**SOURCE TEXT**
---
Cheryl Platzman Weinstock is an award-winning journalist who reports about health and science research and its impact on society, with a focus on mental health, medical ethics issues, and the medical research gender gap. Her writing has been published by AARP, NPR, Kaiser Health, Cancer Today, Reuters, and Spectrum.
Her investigative pieces have brought attention to important issues about mental health and suicide, including the under-reported number of suicides misclassified as unintentional overdose deaths, misleading policymakers and leaving a huge segment of society ignored, and the hidden mental health risks for people who survive a sibling’s suicide.
She received awards from the National Federation of Press Women and the Connecticut Press Club for her story in Spectrum on the hidden danger of suicide in individuals with autism, and for her story in NPR Shots about how religious leaders are challenging the silence and isolation surrounding suicide. She has also won the SAVE National Media Award for Excellence in Reporting on Suicide.
She is a contributor to AARP and reported on COVID-19 for them throughout the height of the pandemic. She recently won a gold and bronze award in the 30th Mature Media Competition. She also writes and reports on metropolitan and breaking news for The New York Times and contributed to the newspaper’s Pulitzer Prize–winning coverage of 9/11.
Other awards she has received include The American Society of Journalists and Authors Arlene Eisenberg Award for Writing That Makes a Difference, and the New England Chapter of the American Medical Writer’s Association Will Solimene Award for Excellence.
Mental health, suicide, cancer, women's health issues, heart disease, and breast cancer
Best Health Tip
Be an advocate for yourself when it comes to your health. Ask a lot of questions and get second opinions.
---
**AVAILABLE DATA**

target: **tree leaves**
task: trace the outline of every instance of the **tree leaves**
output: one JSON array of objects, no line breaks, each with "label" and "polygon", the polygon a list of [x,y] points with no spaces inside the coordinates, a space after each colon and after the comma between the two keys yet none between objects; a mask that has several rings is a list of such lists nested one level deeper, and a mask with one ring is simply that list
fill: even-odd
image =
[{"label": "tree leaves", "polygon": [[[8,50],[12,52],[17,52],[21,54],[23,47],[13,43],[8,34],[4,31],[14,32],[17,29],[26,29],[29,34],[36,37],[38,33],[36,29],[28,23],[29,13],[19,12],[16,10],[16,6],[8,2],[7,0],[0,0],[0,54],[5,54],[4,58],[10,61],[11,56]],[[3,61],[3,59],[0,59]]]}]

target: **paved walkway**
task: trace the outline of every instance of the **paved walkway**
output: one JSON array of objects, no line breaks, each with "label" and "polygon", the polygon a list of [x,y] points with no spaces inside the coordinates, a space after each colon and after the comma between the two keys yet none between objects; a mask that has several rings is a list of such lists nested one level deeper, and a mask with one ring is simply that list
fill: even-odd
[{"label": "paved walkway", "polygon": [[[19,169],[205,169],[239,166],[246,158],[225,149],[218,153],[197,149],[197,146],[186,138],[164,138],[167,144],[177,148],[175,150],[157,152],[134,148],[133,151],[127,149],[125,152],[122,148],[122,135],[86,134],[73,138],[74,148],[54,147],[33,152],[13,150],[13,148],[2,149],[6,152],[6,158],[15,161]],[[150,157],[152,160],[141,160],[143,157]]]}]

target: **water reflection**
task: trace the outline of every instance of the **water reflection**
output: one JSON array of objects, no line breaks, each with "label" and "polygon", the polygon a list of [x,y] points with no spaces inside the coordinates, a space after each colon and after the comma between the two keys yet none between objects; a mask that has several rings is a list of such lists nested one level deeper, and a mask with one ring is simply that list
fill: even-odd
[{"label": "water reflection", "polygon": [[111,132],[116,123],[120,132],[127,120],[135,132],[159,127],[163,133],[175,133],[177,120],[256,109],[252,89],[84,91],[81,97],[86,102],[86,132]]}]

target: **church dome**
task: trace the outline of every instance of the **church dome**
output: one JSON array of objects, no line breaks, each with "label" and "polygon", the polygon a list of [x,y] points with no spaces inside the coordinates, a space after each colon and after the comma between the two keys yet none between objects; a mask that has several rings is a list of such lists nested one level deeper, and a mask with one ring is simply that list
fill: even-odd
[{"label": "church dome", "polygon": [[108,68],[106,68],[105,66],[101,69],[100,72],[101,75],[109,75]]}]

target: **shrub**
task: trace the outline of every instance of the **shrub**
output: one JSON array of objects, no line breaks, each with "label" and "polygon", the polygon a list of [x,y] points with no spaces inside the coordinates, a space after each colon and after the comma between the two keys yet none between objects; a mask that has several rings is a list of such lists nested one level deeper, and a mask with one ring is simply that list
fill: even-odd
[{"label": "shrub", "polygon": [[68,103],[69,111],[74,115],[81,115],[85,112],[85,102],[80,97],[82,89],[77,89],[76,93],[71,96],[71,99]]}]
---
**EXERCISE BRIEF**
Answer these questions from the journalist's profile:
(a) What was the subject of her Spectrum story that won awards from the National Federation of Press Women and the Connecticut Press Club?
(b) What did she report on for AARP throughout the height of the pandemic?
(c) What two actions does the profile's best health tip recommend?
The items are separate material and have no connection to the journalist's profile.

**OUTPUT**
(a) The hidden danger of suicide in individuals with autism.
(b) COVID-19.
(c) Asking a lot of questions and getting second opinions.